-- Aim of the task --
In the listing below, repeat exactly every line from the first through the line containing "# for every instance of the house, place", with nothing else.

-- Data for review --

-- Opening Marker --

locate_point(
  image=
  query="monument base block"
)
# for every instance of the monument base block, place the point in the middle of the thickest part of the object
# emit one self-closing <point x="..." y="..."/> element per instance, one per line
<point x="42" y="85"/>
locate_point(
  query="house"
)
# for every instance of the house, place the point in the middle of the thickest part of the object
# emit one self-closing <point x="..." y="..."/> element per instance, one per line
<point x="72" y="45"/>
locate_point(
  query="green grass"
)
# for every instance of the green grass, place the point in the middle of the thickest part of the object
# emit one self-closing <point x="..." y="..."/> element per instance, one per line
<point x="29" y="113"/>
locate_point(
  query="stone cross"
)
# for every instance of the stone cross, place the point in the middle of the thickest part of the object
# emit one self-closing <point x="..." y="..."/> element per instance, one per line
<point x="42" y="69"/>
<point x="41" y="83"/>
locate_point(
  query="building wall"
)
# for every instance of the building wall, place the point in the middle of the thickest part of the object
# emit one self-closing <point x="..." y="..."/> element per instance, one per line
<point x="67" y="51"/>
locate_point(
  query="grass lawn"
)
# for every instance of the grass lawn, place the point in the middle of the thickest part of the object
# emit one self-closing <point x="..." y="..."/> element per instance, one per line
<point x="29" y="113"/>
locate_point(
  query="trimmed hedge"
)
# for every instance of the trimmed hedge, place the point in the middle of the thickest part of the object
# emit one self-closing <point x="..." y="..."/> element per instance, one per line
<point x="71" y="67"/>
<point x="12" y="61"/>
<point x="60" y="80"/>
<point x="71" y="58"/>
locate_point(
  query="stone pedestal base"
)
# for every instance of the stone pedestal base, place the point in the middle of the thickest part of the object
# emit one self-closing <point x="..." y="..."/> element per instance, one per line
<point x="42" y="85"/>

-- Closing Marker --

-- Answer section --
locate_point(
  image=
  query="monument base block"
)
# for every instance of the monument base block, place the point in the middle of the thickest part of the object
# emit one self-closing <point x="..." y="..."/> element per instance, one per line
<point x="42" y="85"/>
locate_point(
  query="house"
)
# for every instance of the house, place the point in the middle of the thickest part of the object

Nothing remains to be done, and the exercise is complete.